**Selected text**
The company collected Rs 5 crore from over 200 investors through its scheme of ‘selling of plots’ with a promise of high return on investment.

The Securities and Exchange Board of India (Sebi) found that Susk India was running ‘collective investment schemes (CIS)’ without obtaining registration from the regulator. The scheme  offered by Susk India with a resultant promise of returns. prima facie satisfies all the conditions of CIS,” Sebi said in its interim order.

Accordingly, Sebi has ordered Susk India and its directors “not to collect any fresh money from investors under its existing schemes” and also asked them “not to launch any new schemes or plans or float any new companies to raise fresh money.”

Additionally, the company and its directors have been directed not to dispose any assets obtained from funds collected, while the entities also cannot divert money raised from the public.

Further, the entities have been asked to “immediately submit the full inventory of the assets including land obtained through money raised by Susk India” as well as furnish details related to the scheme withing 15 days.

In a separate order, Sebi has barred Cemendia Infrastructures and its directors from mobilizing money from public by issuance of securities.

The regulator found that Cemendia had raised Rs 1.3 crore from 1,665 investors through issuance of secured Non Convertible Redeemable Debentures in 2011-12.

The company, through such activity, had allegedly violated various norms, Sebi said.

The regulator observed that allotment of securities by the company was a public issue, which under the rules require a compulsory listing on a recognised stock exchange. It was also required to file a prospectus, among others.

“Cemendia is prima facie engaged in fund mobilizing activity from the public, through the offer of NCDs” and as a result of the such activity, has violated the provisions of the Companies Act, Sebi said.

Accordingly, Sebi has restrained the company and its directors from mobilizing any fresh funds through the issue of securities to the public, and/or invite subscription, in any manner whatsoever, either directly or indirectly or till further directions. Further, the firm and its directors have been barred from issuing any offer document or advertisement for soliciting money from the public for the issue of securities.

They have been restrained from accessing the securities markets. These directions in both cases “shall come into force with immediate effect and shall continue to be in force till further directions”.

**Prompt A**
In the article on the Sebi orders, why was Cemendia required to list its securities on a recognised stock exchange?
**Prompt B**
Can you extract the passage of the article on the Sebi orders, starting with "Further, the entities" and going on through "norms, Sebi said."?
These items have no connection to the article on the Sebi orders.

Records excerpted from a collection

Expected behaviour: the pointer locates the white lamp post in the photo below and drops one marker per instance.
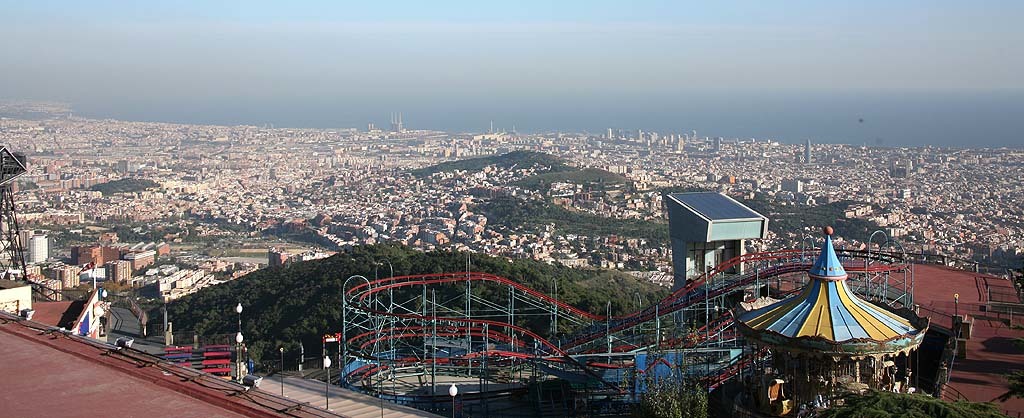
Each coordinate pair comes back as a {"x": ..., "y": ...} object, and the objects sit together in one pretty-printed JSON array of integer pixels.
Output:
[
  {"x": 453, "y": 391},
  {"x": 238, "y": 309},
  {"x": 327, "y": 385},
  {"x": 238, "y": 356}
]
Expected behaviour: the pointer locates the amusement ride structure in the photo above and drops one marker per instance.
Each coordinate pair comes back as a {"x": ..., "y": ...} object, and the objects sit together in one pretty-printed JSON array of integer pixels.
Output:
[{"x": 407, "y": 338}]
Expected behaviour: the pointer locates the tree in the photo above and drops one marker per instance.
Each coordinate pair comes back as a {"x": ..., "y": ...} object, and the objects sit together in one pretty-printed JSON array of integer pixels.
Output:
[
  {"x": 889, "y": 405},
  {"x": 673, "y": 400}
]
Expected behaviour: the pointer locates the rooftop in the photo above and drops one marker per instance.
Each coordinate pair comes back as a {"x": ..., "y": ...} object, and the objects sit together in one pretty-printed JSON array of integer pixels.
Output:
[{"x": 715, "y": 206}]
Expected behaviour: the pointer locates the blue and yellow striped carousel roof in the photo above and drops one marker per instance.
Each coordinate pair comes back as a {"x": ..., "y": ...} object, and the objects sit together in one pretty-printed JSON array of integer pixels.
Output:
[{"x": 827, "y": 308}]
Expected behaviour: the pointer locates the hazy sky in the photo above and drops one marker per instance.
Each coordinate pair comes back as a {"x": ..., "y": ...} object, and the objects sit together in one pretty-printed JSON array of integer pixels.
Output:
[{"x": 386, "y": 54}]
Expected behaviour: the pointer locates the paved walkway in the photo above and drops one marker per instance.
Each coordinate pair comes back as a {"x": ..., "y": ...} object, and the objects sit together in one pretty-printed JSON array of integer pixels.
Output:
[
  {"x": 990, "y": 351},
  {"x": 342, "y": 402}
]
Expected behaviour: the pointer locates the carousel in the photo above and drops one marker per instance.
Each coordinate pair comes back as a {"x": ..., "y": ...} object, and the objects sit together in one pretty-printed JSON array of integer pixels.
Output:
[{"x": 826, "y": 341}]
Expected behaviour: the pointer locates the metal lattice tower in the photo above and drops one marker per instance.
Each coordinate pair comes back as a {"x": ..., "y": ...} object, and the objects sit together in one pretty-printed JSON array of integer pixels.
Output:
[{"x": 12, "y": 252}]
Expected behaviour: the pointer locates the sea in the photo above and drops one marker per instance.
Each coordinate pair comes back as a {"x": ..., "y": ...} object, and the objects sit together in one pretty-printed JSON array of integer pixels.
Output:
[{"x": 912, "y": 118}]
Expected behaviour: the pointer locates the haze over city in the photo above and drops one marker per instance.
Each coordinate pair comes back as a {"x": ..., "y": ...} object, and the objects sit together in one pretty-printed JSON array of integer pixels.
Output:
[
  {"x": 908, "y": 74},
  {"x": 521, "y": 209}
]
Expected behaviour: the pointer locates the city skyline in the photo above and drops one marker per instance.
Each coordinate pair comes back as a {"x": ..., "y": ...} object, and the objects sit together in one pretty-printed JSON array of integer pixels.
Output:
[{"x": 915, "y": 73}]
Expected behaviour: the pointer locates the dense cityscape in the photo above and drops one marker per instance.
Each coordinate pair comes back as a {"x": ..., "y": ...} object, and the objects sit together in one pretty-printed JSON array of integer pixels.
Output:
[
  {"x": 524, "y": 209},
  {"x": 324, "y": 186}
]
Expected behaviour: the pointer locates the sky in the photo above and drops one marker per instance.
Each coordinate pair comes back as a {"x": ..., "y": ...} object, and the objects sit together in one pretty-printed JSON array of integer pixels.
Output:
[{"x": 547, "y": 65}]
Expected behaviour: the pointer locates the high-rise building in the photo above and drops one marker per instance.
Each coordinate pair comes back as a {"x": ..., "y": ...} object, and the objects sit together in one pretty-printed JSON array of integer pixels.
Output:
[
  {"x": 69, "y": 276},
  {"x": 276, "y": 257},
  {"x": 119, "y": 270},
  {"x": 39, "y": 249}
]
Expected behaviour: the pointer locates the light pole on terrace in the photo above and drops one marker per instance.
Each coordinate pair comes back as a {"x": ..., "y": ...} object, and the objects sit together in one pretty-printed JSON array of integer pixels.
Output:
[
  {"x": 238, "y": 357},
  {"x": 327, "y": 384},
  {"x": 282, "y": 349},
  {"x": 238, "y": 345},
  {"x": 453, "y": 391}
]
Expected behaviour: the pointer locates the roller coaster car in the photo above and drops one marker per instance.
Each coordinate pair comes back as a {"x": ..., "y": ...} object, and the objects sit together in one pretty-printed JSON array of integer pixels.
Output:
[{"x": 773, "y": 398}]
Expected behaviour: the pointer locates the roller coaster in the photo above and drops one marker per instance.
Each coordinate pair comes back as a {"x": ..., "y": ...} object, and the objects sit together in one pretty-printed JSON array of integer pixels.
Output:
[{"x": 406, "y": 338}]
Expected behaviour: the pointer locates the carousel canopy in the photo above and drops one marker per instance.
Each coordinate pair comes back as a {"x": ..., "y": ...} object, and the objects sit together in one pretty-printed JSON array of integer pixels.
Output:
[{"x": 827, "y": 308}]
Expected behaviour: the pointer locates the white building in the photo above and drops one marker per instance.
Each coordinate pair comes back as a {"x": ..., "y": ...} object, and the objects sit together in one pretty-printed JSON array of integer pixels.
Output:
[{"x": 39, "y": 249}]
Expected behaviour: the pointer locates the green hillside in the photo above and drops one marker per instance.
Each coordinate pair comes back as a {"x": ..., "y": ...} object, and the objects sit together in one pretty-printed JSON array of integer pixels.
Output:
[
  {"x": 531, "y": 215},
  {"x": 520, "y": 159},
  {"x": 124, "y": 185},
  {"x": 302, "y": 301},
  {"x": 593, "y": 177}
]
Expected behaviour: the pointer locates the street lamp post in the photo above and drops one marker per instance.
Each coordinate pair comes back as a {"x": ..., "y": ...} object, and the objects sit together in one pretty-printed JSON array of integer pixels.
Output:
[
  {"x": 238, "y": 347},
  {"x": 238, "y": 356},
  {"x": 453, "y": 391},
  {"x": 282, "y": 349},
  {"x": 955, "y": 314},
  {"x": 327, "y": 384},
  {"x": 238, "y": 309}
]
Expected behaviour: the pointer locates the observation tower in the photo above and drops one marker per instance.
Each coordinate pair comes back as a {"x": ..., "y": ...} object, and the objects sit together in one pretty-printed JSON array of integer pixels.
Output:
[{"x": 826, "y": 341}]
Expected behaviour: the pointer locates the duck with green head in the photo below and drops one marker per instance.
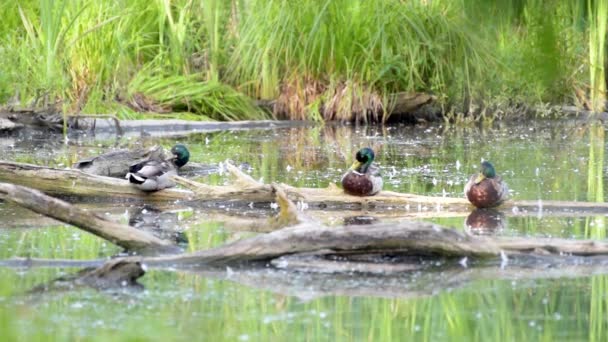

**Task result A**
Sebi observed that the company's allotment of securities was a public issue. Under the rules, a public issue requires compulsory listing on a recognised stock exchange.

**Task result B**
Further, the entities have been asked to “immediately submit the full inventory of the assets including land obtained through money raised by Susk India” as well as furnish details related to the scheme withing 15 days.

In a separate order, Sebi has barred Cemendia Infrastructures and its directors from mobilizing money from public by issuance of securities.

The regulator found that Cemendia had raised Rs 1.3 crore from 1,665 investors through issuance of secured Non Convertible Redeemable Debentures in 2011-12.

The company, through such activity, had allegedly violated various norms, Sebi said.